Required work
Copy the entries from the line with "Mark the wispy" up to and including the line with "(409, 1023)", requests included, and give only those lines. Rescale each coordinate in the answers by multiplying it by 0.8 and rounding to a whole number, with halves rounded up.

Data supplied
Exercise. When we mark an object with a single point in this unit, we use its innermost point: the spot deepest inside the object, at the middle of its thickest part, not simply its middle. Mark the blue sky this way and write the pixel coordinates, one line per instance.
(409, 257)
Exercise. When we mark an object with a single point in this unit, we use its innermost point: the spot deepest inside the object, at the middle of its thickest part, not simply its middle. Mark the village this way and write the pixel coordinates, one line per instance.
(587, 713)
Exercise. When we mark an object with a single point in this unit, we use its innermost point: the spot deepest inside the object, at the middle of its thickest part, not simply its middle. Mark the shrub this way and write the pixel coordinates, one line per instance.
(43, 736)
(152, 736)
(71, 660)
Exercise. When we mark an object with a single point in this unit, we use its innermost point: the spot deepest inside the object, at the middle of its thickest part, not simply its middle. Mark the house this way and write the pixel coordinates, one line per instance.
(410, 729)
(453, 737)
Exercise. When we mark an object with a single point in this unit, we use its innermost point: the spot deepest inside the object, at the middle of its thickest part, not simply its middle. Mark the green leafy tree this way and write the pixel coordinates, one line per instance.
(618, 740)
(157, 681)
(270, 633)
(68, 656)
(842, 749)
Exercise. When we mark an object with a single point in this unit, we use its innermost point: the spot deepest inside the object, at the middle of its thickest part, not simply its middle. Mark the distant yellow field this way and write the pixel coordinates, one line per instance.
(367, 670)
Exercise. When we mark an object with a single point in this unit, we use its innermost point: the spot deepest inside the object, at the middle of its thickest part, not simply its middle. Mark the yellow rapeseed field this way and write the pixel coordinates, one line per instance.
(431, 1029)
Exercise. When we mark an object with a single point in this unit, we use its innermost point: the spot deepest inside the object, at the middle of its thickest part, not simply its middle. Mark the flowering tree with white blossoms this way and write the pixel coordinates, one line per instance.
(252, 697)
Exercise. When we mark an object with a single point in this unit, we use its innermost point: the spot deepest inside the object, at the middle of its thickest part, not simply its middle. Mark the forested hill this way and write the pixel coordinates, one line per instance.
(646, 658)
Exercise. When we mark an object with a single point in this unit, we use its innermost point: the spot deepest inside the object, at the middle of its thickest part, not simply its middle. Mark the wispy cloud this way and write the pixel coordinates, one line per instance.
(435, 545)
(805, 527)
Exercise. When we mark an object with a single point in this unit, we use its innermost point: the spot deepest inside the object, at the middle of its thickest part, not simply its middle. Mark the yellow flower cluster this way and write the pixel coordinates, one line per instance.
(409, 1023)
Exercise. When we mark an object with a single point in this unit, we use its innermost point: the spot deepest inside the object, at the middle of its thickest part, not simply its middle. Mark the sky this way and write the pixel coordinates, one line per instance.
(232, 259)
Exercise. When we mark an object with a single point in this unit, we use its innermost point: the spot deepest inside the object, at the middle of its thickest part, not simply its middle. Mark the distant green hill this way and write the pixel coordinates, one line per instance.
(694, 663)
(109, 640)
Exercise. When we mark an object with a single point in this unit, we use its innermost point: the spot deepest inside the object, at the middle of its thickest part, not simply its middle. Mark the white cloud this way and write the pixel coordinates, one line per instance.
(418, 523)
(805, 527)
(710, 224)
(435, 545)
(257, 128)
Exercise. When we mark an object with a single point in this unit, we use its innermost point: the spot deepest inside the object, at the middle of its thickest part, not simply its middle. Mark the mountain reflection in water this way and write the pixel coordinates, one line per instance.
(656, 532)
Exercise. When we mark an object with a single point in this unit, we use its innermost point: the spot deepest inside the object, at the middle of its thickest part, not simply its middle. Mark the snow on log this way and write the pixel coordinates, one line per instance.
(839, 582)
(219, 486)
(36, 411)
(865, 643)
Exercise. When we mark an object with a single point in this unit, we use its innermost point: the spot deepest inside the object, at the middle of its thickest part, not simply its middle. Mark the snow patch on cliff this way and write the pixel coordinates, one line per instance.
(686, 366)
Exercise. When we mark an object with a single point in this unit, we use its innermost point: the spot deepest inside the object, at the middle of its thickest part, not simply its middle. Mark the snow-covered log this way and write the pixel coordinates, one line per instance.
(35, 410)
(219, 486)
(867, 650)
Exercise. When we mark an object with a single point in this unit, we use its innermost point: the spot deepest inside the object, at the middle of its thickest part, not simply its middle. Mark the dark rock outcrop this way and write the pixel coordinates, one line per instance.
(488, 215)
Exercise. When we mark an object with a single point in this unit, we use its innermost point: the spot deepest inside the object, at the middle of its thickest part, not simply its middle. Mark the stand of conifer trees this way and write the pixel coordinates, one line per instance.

Result below
Exercise. When we mark an object with a single point in this unit, we use its innermost point: the spot deepest inside the object, at the middle of its thickest part, not simply its middle. Mark the wispy cloud this way and write the pixel coordinates, one line per instance.
(348, 436)
(644, 422)
Exercise. When we mark an object with a single point in this unit, we use its innermost point: the spot deepest inside the object, at the middle of its thickest part, not simply its middle. Mark the yellow flower cluster this way and write the pixel coordinates, one line per instance.
(327, 818)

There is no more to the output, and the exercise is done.